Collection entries
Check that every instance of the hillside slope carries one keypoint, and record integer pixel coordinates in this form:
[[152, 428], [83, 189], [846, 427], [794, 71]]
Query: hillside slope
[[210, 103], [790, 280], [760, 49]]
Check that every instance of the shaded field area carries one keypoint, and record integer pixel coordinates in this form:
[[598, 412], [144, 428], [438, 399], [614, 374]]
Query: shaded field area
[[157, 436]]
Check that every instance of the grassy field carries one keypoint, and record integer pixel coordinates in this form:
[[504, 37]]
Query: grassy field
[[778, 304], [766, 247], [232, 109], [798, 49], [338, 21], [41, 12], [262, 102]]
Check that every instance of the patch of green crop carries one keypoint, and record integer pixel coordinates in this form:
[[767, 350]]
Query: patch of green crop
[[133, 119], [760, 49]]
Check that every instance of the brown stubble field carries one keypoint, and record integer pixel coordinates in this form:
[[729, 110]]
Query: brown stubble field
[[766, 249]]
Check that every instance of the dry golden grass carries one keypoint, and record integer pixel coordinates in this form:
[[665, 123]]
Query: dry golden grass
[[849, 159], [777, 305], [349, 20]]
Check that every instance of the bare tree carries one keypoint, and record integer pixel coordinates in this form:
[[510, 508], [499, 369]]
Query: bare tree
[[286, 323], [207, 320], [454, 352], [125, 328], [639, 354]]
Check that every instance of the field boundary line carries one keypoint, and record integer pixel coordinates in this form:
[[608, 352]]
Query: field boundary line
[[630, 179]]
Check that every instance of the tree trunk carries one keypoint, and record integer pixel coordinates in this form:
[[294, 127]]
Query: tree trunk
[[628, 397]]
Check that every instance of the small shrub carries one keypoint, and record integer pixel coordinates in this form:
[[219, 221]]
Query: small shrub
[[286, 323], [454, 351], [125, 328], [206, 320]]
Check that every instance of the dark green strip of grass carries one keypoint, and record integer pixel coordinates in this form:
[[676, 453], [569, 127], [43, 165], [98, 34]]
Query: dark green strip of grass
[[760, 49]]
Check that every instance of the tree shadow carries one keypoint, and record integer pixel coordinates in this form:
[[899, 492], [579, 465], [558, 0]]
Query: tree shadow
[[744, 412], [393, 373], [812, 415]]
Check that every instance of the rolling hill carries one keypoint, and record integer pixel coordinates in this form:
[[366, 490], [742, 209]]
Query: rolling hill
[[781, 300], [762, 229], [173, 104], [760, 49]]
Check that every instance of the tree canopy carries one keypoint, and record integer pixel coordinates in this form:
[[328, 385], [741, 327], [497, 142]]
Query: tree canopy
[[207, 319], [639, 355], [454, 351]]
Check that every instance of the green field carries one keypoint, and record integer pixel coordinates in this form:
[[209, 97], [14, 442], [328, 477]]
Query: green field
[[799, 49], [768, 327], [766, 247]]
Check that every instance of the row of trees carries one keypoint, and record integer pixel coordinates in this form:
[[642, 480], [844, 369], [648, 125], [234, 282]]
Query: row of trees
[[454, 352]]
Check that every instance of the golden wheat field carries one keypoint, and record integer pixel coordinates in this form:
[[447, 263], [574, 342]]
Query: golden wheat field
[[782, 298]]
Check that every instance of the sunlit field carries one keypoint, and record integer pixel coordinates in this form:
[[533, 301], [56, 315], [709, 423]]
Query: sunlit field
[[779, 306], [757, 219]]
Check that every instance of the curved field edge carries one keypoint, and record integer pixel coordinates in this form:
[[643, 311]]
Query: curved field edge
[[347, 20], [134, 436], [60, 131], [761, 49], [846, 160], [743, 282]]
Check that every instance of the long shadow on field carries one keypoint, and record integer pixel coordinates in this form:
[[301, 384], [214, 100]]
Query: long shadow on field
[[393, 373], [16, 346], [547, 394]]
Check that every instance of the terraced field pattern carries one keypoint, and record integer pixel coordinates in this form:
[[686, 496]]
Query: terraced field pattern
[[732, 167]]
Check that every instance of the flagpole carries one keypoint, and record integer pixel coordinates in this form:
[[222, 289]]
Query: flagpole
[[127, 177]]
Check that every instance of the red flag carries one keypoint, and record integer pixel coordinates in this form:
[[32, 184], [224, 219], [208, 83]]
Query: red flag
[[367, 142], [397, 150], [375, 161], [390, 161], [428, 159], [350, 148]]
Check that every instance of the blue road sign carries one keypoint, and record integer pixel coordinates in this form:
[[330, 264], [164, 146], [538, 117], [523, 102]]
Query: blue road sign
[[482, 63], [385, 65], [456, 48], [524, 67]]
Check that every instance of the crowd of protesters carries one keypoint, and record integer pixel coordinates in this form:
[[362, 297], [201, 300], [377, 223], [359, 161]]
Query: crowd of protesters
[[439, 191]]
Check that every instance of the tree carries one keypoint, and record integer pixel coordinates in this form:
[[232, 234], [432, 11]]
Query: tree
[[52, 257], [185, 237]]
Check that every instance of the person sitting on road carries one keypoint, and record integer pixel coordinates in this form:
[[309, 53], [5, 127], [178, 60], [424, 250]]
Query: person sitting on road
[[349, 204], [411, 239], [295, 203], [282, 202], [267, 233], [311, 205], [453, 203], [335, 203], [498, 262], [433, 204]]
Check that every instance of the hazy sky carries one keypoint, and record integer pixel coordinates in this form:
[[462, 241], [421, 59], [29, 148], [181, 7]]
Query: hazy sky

# Instructions to follow:
Please copy everything from the start of the records down to the line containing "[[210, 103], [790, 280], [760, 49]]", swapping "hillside slope" for "grassy hillside" and keeping the rest unchanged.

# Exercise response:
Check that every instance of the grassy hillside carries one keypoint, and record integer pixel coordinates in this form:
[[152, 428], [83, 189], [846, 427], [794, 71]]
Query: grassy hillside
[[210, 103], [790, 280], [760, 49]]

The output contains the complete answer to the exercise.